** BEGIN Given text **

Ok, now for the book, Rogue Angel number 1 Destiny. The heroine in this book is Annja Creed an archaeologist and researcher for a TV show Chasing History Monsters. Through a twist of fate she finds herself heir to Joan of Arc’s mystic sword. She finds herself involved in countless adventures involving ancient treasures all over the globe.
Even though this series of books, currently up to #14, is action adventure. The author keeps a historic base through out the stories. The stories are fiction with enough reality to be believable. The author keeps you guessing what is going to happen next. The historic references are real, sometimes mythology although some would say that is historic also.
This is not a super hero type book, as Annja is not sure she believes that the sword she now has is real or not.

** END Given text **
** BEGIN Supplied records **

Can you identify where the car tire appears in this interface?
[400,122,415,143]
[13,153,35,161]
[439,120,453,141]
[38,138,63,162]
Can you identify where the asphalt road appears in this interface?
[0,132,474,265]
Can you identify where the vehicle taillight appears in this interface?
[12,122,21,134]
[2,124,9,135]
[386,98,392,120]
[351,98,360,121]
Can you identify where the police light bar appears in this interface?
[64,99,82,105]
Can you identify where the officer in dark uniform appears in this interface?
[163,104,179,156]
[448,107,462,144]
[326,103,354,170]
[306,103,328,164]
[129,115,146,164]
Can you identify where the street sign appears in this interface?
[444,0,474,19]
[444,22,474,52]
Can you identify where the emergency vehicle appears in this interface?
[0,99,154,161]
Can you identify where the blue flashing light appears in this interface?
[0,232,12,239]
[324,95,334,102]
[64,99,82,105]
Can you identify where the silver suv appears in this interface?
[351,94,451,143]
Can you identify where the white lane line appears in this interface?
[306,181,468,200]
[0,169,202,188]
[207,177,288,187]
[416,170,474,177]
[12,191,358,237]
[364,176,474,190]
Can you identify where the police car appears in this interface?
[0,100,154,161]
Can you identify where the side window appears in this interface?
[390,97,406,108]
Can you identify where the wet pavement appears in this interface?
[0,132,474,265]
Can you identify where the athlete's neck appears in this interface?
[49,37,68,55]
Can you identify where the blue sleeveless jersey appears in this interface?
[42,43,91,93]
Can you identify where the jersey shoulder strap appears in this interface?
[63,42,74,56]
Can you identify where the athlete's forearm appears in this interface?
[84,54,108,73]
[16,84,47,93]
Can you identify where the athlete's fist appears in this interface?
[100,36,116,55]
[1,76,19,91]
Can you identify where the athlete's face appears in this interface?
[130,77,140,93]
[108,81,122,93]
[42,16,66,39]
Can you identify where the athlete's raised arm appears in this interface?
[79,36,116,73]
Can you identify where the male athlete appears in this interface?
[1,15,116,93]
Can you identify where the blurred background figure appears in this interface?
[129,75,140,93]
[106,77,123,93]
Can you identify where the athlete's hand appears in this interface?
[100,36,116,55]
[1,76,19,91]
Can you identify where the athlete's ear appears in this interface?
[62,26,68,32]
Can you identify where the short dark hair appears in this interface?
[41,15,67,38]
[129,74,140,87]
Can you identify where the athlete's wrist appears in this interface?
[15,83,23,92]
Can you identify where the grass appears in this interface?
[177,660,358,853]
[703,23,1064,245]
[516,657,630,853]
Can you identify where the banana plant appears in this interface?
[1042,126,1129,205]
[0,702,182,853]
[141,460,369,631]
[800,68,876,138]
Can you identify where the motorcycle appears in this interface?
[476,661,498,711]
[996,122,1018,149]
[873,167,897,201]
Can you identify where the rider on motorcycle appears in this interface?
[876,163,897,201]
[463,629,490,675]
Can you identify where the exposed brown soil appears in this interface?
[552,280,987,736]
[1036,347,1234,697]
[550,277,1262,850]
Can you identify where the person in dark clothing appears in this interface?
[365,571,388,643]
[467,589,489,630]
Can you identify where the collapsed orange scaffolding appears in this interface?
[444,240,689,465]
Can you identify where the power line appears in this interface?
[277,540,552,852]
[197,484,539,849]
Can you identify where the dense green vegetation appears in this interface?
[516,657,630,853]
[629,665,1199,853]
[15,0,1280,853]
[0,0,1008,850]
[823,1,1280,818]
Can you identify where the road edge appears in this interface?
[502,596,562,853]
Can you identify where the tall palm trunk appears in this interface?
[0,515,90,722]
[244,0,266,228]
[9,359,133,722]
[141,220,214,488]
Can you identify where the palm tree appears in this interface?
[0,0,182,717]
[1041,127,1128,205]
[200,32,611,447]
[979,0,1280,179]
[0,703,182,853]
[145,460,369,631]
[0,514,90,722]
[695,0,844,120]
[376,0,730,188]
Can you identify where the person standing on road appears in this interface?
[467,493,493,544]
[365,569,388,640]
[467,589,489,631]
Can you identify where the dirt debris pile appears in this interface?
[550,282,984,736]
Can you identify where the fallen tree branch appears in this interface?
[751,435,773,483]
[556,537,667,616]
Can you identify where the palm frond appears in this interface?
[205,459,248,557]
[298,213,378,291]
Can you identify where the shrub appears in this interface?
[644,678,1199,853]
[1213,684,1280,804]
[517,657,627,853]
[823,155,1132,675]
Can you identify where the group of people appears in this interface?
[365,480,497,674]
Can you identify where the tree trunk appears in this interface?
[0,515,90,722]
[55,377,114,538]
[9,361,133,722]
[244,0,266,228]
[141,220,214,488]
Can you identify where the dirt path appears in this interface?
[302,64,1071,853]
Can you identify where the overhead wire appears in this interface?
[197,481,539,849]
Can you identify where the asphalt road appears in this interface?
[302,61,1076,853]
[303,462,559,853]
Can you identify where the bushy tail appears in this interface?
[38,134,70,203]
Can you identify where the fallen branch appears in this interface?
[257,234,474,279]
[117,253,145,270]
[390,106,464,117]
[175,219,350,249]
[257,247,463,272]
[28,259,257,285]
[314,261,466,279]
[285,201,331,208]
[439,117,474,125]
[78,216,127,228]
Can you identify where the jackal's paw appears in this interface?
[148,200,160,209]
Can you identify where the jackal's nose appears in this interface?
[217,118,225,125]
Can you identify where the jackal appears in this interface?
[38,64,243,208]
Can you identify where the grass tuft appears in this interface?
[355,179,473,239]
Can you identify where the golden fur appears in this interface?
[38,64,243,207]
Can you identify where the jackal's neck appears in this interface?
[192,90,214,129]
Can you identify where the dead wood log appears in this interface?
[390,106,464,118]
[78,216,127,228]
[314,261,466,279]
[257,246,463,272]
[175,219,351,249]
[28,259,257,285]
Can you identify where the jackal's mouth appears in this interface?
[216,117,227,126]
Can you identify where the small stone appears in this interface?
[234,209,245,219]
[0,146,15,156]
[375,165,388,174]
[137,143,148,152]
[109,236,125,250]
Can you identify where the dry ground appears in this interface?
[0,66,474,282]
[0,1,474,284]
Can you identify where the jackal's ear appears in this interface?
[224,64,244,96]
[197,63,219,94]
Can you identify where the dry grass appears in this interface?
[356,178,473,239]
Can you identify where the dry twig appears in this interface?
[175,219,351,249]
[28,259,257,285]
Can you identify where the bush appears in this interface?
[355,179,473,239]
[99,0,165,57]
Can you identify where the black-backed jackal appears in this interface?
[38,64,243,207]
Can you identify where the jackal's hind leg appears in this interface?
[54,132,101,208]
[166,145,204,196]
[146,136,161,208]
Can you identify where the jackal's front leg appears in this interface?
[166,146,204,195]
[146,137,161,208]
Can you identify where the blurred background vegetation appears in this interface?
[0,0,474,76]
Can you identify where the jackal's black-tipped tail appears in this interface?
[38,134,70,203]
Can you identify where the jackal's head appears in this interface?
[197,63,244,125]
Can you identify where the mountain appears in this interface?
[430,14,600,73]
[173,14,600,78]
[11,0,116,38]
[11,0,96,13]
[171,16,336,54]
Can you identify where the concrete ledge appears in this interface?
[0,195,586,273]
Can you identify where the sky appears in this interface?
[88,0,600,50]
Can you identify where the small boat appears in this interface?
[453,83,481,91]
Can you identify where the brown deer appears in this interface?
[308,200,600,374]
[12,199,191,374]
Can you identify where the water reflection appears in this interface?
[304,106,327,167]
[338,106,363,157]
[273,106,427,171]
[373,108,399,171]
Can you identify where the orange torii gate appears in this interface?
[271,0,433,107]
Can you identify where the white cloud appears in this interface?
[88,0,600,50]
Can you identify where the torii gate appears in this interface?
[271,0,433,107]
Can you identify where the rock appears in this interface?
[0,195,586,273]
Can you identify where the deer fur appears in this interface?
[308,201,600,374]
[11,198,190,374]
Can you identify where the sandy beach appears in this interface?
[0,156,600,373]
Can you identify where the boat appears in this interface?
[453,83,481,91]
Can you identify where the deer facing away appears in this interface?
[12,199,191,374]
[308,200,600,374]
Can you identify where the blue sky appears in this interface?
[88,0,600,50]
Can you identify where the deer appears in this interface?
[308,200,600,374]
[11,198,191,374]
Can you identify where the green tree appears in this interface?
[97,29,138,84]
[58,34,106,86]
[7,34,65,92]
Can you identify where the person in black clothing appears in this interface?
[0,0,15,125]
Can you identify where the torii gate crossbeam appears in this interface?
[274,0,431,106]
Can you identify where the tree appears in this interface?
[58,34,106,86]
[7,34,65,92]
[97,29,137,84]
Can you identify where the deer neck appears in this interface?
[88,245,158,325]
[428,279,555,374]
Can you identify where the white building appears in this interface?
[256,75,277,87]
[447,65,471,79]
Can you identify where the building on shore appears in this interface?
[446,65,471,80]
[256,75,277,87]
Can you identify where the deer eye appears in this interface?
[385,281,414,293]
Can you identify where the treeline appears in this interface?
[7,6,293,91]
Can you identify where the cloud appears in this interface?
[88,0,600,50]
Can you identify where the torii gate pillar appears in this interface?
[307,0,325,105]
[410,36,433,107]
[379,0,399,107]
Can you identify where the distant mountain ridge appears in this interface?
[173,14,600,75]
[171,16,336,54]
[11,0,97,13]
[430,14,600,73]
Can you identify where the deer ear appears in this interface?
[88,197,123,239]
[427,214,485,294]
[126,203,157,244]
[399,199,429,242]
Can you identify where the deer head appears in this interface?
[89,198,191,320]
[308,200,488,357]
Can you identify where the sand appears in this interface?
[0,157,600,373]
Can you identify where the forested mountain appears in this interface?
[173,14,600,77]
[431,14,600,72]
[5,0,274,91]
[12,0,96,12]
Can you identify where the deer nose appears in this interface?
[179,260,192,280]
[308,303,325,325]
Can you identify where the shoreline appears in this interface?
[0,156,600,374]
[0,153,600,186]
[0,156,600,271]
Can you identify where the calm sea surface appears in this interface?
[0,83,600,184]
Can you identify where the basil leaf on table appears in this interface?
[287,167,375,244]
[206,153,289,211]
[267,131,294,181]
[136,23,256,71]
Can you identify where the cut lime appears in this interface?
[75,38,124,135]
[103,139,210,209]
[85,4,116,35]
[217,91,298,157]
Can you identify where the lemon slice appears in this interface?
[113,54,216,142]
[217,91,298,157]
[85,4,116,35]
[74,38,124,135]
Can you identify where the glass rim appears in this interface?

** END Supplied records **

(Written exercise 1):
In the book review, whose mystic sword does Annja Creed inherit?
(Written exercise 2):
Write out the passage of the book review between "Ok, now for" and "over the globe.", inclusive.
(Written exercise 3):
Continue the book review, beginning right after its final sentence.

(Written answer 1):
Joan of Arc's

(Written answer 2):
Ok, now for the book, Rogue Angel number 1 Destiny. The heroine in this book is Annja Creed an archaeologist and researcher for a TV show Chasing History Monsters. Through a twist of fate she finds herself heir to Joan of Arc’s mystic sword. She finds herself involved in countless adventures involving ancient treasures all over the globe.

(Written answer 3):
The main character has the same daily problems as everyone else. She lives in a loft apartment in New York City, and lives on a budget like normal people do. Her boyfriend is a NYC cop, he is unaware of her ability with Joan of Arc’s sword.
A simple drivers review of audio books I like and a day to day diary of my travels/job. I drive in all of the lower 48 states. I have been married for 38 years to a wonderful East Texas girl. We live in East Texas, the company I work for is in Mississippi. I am a Vietnam vet. I served 7 years in the Army (First Calvary Division 1/7 Calvary). I am what Rednecks call a Jack of all Trades but a Master of none.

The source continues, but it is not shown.